(WHAT YOU WILL DO) Return, exactly, the line that contains "# test: point to the upper" together with all lines after it to the end of the entries, and no further lines.

***** DATA SECTION

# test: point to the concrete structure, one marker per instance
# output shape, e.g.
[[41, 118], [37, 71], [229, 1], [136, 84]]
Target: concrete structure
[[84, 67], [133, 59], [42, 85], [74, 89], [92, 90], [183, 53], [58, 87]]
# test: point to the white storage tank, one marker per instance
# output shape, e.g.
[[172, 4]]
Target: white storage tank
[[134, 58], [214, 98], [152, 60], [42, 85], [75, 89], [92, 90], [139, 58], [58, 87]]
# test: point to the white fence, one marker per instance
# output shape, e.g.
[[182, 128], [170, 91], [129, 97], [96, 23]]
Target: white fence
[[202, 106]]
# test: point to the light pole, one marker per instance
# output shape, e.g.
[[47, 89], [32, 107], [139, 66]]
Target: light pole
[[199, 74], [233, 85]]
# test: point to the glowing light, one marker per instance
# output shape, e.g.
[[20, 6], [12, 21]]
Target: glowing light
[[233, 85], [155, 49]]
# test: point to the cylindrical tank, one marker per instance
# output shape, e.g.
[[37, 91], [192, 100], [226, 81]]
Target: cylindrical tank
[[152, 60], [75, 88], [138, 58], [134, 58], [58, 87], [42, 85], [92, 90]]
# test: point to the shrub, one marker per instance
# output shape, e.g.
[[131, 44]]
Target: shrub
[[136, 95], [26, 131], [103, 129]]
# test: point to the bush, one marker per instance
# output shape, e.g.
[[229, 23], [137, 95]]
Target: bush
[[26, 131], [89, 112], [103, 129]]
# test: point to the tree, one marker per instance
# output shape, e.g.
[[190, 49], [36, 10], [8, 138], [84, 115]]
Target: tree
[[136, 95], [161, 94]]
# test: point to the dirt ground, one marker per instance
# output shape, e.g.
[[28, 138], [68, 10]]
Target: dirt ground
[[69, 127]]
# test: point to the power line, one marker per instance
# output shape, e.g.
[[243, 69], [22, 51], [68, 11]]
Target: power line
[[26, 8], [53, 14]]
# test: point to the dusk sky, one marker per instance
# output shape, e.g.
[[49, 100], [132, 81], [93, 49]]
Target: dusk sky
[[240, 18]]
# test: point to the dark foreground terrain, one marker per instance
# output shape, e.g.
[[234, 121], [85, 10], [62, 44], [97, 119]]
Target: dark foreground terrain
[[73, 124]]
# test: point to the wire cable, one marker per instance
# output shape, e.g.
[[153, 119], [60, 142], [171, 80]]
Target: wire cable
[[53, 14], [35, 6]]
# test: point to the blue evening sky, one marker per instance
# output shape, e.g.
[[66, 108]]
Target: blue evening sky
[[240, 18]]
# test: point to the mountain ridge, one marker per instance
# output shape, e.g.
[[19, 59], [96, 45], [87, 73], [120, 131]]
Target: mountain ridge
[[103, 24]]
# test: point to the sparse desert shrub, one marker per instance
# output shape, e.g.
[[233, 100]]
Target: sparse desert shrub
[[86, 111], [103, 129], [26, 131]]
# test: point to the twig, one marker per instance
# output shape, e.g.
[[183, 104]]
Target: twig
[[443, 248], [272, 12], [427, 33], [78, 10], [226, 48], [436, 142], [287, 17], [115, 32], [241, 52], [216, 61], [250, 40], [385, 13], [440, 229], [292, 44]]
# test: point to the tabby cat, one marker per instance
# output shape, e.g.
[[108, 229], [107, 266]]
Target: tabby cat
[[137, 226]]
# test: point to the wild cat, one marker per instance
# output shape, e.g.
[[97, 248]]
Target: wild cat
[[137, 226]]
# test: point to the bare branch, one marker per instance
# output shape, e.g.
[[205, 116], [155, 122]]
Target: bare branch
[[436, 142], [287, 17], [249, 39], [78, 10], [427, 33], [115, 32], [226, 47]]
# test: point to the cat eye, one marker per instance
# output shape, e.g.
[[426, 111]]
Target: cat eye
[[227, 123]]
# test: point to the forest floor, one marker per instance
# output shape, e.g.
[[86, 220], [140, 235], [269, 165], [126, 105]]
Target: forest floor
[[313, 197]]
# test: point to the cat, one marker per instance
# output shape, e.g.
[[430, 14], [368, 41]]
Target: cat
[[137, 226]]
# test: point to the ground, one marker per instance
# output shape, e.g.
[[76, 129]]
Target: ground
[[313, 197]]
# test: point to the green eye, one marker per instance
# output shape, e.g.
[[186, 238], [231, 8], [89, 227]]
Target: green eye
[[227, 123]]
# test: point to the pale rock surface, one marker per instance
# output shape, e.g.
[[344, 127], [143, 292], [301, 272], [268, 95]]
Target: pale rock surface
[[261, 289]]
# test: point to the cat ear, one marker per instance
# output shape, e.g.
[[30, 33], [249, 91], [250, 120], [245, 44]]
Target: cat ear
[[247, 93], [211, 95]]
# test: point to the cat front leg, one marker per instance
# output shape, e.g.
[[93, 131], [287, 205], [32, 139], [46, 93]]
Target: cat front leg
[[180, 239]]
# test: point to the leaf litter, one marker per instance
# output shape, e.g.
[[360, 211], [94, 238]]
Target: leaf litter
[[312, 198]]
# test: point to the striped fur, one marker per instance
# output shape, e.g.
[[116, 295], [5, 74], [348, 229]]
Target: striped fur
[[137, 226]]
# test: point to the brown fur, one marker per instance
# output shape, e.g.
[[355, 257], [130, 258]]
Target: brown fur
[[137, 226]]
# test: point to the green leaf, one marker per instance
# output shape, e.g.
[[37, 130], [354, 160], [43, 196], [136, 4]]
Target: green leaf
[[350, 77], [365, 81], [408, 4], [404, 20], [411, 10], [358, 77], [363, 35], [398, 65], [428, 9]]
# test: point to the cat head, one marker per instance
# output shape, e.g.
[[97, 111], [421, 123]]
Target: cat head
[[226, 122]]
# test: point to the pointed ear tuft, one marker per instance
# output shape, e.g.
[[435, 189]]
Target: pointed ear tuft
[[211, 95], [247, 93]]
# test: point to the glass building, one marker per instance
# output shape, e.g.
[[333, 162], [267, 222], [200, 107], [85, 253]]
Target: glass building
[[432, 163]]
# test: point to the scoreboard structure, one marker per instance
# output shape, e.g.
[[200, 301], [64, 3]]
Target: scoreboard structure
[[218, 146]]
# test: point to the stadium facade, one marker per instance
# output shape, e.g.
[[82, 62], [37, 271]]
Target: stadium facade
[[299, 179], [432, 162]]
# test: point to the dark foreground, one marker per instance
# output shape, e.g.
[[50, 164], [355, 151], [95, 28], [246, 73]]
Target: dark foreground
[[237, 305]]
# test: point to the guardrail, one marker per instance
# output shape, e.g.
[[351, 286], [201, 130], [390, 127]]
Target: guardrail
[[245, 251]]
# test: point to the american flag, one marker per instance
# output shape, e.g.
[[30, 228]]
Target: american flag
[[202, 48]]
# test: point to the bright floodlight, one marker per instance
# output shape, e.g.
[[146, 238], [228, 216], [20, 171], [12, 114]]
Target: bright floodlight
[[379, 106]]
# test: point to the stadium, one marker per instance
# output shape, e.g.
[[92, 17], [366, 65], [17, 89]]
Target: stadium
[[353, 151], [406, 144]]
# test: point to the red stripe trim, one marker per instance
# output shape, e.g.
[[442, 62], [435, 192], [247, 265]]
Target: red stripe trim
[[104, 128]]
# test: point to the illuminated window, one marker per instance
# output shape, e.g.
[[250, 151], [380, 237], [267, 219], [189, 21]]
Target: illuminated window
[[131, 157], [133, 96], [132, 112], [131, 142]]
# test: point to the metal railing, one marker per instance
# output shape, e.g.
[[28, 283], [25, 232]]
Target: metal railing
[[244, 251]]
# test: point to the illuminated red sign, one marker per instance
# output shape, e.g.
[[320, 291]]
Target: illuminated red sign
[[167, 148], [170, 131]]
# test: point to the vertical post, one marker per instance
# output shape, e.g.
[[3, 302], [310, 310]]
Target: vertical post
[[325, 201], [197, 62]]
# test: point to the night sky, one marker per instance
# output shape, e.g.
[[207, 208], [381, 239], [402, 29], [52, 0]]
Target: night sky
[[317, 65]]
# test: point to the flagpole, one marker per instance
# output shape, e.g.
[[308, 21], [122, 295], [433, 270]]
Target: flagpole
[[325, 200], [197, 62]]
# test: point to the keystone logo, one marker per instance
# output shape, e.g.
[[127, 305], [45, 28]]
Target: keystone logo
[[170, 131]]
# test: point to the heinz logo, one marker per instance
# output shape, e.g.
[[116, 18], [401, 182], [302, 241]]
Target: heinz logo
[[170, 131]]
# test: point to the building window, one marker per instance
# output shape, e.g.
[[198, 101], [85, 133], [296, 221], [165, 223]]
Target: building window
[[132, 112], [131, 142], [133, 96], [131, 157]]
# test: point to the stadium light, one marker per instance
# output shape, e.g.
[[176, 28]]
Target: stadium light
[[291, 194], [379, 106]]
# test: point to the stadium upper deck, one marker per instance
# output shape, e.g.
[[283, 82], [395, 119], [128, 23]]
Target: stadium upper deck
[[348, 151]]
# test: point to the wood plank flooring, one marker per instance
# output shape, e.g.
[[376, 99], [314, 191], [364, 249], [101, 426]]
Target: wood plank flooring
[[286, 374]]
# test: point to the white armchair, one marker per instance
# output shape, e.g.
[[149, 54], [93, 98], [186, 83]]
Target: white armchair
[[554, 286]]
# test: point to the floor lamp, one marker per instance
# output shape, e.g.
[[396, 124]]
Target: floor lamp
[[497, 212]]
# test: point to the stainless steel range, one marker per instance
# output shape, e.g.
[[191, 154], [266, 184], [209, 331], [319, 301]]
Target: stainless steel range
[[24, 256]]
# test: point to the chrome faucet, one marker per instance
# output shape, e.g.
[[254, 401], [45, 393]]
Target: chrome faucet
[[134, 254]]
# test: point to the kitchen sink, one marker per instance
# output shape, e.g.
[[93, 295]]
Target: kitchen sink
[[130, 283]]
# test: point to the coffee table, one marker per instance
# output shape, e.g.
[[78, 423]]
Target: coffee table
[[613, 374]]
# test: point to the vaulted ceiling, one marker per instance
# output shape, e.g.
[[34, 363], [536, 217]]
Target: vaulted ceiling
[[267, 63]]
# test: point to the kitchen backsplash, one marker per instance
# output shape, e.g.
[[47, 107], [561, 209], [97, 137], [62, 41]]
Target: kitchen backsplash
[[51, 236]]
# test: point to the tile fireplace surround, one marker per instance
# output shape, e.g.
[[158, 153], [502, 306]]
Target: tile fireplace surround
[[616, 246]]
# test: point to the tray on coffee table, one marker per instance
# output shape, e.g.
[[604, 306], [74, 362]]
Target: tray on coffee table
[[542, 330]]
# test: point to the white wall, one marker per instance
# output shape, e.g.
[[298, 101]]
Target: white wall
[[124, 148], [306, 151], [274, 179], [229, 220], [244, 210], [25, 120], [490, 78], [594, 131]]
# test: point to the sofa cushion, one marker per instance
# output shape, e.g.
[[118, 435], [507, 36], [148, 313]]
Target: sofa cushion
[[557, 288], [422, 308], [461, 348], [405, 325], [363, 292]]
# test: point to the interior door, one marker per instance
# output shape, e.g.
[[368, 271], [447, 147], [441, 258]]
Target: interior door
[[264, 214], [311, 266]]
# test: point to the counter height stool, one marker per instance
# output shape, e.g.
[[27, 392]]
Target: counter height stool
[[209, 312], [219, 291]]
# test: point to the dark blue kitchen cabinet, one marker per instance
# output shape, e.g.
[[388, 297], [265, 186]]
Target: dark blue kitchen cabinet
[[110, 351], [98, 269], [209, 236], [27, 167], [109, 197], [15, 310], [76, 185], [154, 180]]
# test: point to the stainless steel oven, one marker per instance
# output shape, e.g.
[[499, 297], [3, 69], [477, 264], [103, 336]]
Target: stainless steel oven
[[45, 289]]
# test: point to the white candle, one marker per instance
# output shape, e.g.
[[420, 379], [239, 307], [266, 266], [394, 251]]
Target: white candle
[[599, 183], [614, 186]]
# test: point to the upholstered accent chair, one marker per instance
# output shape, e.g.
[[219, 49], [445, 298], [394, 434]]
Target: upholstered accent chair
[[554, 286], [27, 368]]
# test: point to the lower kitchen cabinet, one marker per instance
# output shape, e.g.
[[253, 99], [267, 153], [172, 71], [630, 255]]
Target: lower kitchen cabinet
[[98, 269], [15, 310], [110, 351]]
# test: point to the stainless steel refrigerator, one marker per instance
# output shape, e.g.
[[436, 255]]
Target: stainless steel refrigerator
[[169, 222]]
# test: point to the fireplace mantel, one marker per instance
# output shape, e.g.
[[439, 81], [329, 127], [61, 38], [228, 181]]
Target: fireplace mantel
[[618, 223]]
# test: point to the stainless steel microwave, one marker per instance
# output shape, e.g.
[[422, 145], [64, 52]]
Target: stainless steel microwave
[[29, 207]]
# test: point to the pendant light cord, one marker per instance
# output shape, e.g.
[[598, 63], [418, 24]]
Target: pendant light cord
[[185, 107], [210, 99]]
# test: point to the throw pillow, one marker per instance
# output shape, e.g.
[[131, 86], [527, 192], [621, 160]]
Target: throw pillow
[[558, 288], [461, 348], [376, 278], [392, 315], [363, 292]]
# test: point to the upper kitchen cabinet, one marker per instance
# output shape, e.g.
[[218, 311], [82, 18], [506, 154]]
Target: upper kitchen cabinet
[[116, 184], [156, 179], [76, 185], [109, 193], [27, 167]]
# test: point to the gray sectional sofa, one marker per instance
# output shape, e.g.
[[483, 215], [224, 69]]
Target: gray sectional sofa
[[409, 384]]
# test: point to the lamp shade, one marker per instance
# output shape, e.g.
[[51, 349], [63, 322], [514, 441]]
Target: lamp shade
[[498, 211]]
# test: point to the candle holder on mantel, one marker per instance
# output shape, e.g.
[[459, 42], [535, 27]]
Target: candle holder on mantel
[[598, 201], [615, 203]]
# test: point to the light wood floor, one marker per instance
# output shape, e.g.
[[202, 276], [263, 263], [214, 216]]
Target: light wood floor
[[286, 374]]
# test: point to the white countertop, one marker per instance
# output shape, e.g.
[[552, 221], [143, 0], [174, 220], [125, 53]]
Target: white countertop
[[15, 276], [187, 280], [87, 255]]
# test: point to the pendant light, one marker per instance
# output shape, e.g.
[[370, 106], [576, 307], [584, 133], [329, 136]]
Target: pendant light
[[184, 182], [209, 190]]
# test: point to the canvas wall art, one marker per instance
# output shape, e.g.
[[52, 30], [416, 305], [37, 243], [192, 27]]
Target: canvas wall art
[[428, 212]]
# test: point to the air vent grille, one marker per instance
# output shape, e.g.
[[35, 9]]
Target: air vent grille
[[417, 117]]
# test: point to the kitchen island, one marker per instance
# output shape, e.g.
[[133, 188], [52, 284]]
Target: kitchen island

**********

(OUTPUT FOR THIS EXERCISE)
# test: point to the upper kitchen cabinet, one marker per instance
# output shape, e.g.
[[218, 311], [82, 18], [506, 154]]
Target: upper kitchen cabinet
[[116, 184], [156, 179], [76, 185], [109, 193], [27, 167]]
# test: point to the gray sectional sofa, one marker per instance
# output shape, e.g.
[[483, 215], [224, 69]]
Target: gray sectional sofa
[[409, 384]]
# test: point to the lamp shade, one marker per instance
# output shape, e.g.
[[51, 349], [63, 322], [514, 441]]
Target: lamp shade
[[498, 211]]
# test: point to the candle holder on mantel, one marker per instance
# output shape, e.g.
[[459, 42], [535, 27]]
Target: candle holder on mantel
[[598, 201], [615, 203]]
# test: point to the light wood floor, one marker per instance
# output shape, e.g.
[[202, 276], [263, 263], [214, 216]]
Target: light wood floor
[[286, 374]]
# test: point to the white countertop, one marker per instance
# output shape, e.g.
[[552, 221], [143, 0], [174, 220], [125, 53]]
Target: white countertop
[[15, 276], [187, 280], [87, 255]]
# test: point to the pendant light, one marker per instance
# output shape, e.g.
[[370, 106], [576, 307], [584, 133], [329, 136]]
Target: pendant light
[[184, 182], [209, 190]]
# test: point to the canvas wall art, one marker per instance
# output shape, e.g.
[[52, 30], [416, 305], [37, 243], [192, 27]]
Target: canvas wall art
[[428, 212]]
# test: point to the air vent grille, one marker per instance
# output shape, e.g.
[[35, 9]]
Target: air vent grille
[[417, 117]]
# test: point to the kitchen island, one marker per instance
# output shape, e.g.
[[133, 188], [52, 284]]
Target: kitchen island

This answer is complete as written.